**READING PASSAGE**
Diffie Hellman Exchange

Purpose

In this protocol two numbers are publicly agreed by the communicating principals A and B. After the messages are exchangd, A computes k = Y^xmod N and B computes k = X^ymod N where X = G^xmod N and Y = G^ymod N. The result of the two calculations is the same and equal new session key.

Informal Specification

A -> B: G^xmod N
B -> A: G^ymod N

See Commonly Used Representations

MSR Specification

Click here to download

--- Author: rishav
--- Date: 7 October 2007
--- Diffie Hellman Exchange
---
---	  A -> B: X=G^xmod N
---	  B -> A: Y=G^ymod N

(
module DHE
export * .
key : type.                             key <: msg.
random : type.                          random  <: msg.
enc : key -> msg -> msg.
expm : random -> random -> random -> msg.
DHpar: random -> random -> state.
--- calculation performed to get key K by both A and B
dh : msg -> random -> random -> key -> state.

net : msg -> state.

initiator:
forall A : princ.
{
			exists LA1 : random -> random -> random -> state.
 			exists LA2 : key -> state.

**RECORDS SHOWN**

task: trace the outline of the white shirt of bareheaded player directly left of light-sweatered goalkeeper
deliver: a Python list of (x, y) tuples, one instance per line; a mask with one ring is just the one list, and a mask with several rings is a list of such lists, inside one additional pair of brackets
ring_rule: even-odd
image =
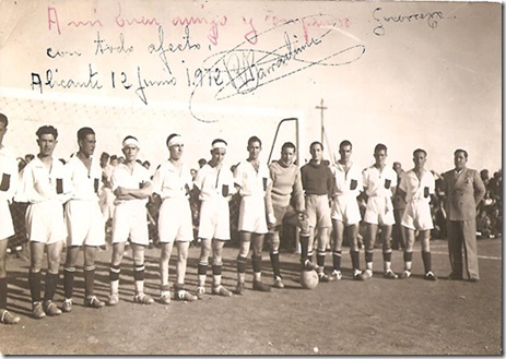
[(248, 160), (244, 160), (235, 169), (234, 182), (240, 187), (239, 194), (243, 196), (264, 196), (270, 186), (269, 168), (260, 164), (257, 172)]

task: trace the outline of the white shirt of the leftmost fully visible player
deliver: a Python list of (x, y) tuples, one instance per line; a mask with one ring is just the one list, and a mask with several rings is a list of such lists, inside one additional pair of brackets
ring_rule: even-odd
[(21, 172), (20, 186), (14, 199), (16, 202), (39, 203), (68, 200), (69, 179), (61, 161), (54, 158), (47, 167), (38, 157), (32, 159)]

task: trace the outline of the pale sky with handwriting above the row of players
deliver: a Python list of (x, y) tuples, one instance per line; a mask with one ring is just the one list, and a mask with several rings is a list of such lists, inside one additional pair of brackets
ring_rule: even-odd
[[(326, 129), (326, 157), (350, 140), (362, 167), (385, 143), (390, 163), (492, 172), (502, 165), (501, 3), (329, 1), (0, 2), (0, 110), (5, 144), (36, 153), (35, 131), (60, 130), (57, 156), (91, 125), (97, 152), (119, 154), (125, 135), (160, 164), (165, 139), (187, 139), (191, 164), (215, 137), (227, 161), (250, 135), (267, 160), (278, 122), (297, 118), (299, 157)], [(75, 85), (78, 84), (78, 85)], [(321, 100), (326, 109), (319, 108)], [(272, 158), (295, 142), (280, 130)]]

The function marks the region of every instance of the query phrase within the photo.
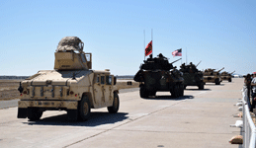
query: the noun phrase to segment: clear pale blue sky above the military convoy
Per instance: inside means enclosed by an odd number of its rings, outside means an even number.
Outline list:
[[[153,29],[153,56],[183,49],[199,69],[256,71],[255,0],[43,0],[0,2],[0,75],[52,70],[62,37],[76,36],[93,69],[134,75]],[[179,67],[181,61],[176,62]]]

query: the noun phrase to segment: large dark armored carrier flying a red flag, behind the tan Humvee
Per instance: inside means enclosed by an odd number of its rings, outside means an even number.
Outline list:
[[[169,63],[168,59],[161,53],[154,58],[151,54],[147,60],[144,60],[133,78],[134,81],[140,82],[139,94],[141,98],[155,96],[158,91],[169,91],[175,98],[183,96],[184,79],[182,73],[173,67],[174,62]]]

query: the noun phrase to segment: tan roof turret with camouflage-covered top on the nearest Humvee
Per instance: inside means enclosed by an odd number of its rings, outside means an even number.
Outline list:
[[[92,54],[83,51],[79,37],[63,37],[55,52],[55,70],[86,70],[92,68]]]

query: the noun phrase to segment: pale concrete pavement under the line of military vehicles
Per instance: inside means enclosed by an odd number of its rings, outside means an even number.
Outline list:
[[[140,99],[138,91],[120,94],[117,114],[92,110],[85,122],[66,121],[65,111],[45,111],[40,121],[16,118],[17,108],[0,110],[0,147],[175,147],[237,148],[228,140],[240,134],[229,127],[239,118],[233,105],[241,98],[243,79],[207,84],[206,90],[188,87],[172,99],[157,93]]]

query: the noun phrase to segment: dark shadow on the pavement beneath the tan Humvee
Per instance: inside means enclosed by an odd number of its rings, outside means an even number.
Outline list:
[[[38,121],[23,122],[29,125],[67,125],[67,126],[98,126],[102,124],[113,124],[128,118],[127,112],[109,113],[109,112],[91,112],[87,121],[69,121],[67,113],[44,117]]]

---

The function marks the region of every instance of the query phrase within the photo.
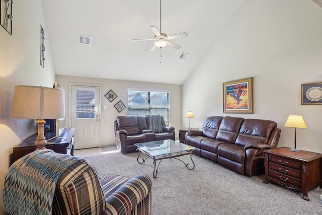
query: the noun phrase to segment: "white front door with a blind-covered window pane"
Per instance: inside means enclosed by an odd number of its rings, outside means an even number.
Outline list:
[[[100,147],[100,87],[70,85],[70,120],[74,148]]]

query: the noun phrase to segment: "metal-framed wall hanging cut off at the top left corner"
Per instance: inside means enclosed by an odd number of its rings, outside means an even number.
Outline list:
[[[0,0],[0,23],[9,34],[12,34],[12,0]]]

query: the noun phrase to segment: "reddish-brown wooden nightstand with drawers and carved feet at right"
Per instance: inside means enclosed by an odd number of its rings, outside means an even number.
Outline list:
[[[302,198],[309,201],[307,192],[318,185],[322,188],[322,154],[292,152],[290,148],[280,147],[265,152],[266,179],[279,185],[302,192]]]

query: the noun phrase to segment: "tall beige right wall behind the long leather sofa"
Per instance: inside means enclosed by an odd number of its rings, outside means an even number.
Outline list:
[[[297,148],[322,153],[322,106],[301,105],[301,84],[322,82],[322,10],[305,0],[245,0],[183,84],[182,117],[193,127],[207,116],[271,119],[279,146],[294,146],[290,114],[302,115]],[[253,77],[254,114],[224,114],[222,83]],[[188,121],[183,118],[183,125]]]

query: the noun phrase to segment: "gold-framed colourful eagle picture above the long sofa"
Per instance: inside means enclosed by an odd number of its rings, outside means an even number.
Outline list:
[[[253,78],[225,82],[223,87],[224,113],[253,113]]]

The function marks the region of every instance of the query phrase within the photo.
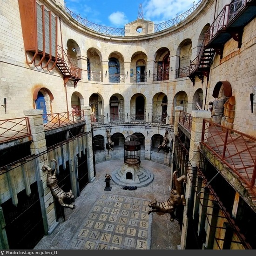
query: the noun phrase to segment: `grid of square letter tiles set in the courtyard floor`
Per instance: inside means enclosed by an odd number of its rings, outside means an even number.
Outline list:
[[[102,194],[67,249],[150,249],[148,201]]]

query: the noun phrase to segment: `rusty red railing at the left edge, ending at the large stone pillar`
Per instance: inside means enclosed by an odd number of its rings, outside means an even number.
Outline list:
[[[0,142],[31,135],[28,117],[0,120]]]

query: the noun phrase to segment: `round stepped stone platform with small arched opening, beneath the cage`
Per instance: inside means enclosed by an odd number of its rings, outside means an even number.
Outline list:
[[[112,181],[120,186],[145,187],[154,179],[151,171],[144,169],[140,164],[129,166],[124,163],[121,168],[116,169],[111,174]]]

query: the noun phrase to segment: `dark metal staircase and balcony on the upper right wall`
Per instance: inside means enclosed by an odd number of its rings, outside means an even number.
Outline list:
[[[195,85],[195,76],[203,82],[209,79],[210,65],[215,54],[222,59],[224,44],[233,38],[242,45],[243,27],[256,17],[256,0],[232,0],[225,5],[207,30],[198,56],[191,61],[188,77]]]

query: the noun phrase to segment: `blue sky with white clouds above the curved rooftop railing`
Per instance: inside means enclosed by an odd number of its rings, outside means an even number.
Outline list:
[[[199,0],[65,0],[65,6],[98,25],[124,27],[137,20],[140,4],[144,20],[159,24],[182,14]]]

**QUESTIONS**
[1] Answer these about the Diffie Hellman exchange page:
(a) What does A compute after the messages are exchanged?
(b) In the informal specification, what does B send to A?
(c) What date is given for the MSR specification?
[2] Continue the Diffie Hellman exchange page from the point where it stops.

**RESULTS BY TASK**
[1]
(a) k = Y^xmod N
(b) G^ymod N
(c) 7 October 2007

[2]
  DHERule1:
  forall G : random.
  forall N : random.
    empty
  => exists x : random.
     net (expm x G N), LA1 G N x if DHpar G N.


  DHERule3:
  forall Y : msg. 
  forall G : random.
  forall N : random.
  forall x : random.
   net(Y), LA1 G N x
  => exists K : key.
     LA2 K if dh Y x N K.


}

receiver:
forall B : princ.
{
			exists LB1 : random -> random -> random -> state.
 			exists LB2 : key -> state.

  DHERule2: 
  forall G : random.
  forall N : random.
    empty
  => exists y : random.
     net (expm y G N), LB1 G N y if DHpar G N.


  DHERule4:
  forall X : msg. 
  forall G : random.
  forall N : random.
  forall y : random.
   net(X), LB1 G N y
  => exists K : key.
     LB2 K if dh X y N K.


}

)